Nova Scotia

Ottawa sets aside $38M for Atlantic Canada seafood plants

The federal government is announcing new details about how much money will be spent to help the seafood sector adapt to the COVID-19 pandemic, including helping with the costs of personal protective equipment for workers and more freezers.

Money to help processors with costs of protective equipment, new refrigeration

New details were announced Wednesday of how $62 million for Canadian seafood processors will be distributed. (Vibe Creative Group)

A new federal fund to help Canadian seafood processors adapt to the COVID -19 pandemic will start accepting applications on Monday.

The $62-million Canadian Seafood Stabilization Fund was announced on April 25 by Prime Minister Justin Trudeau to help the seafood sector offset the costs of health and safety measures to protect workers and operational changes like adding more refrigeration.

On Wednesday, Ottawa provided more details, including the June 22 start date.

A little over $38 million has been set aside for processors in Atlantic Canada. Applications will be reviewed on a first-come-first-served basis, and the program will be administered by the Atlantic Canada Opportunities Agency.

The fund will pay for expenses incurred after March 15, according to federal Fisheries Minister Bernadette Jordan, who noted snow crab and lobster seasons opened in April and May in several parts of Atlantic Canada.

"We knew that people had to get ready quickly," she said in an interview. "If they've already done the work they can still apply for the money as long as it was since March 15th."

Problems and tasks:
• a. According to the article on seafood processor funding, which agency will administer the program?
• b. Reproduce a passage from the article on seafood processor funding, beginning at the words "Ottawa sets aside" and stopping after "and more freezers.".

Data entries
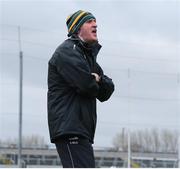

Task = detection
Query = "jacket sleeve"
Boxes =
[52,50,99,97]
[96,64,114,102]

Responses to the exercise:
• a. The Atlantic Canada Opportunities Agency

• b.
Ottawa sets aside $38M for Atlantic Canada seafood plants

The federal government is announcing new details about how much money will be spent to help the seafood sector adapt to the COVID-19 pandemic, including helping with the costs of personal protective equipment for workers and more freezers.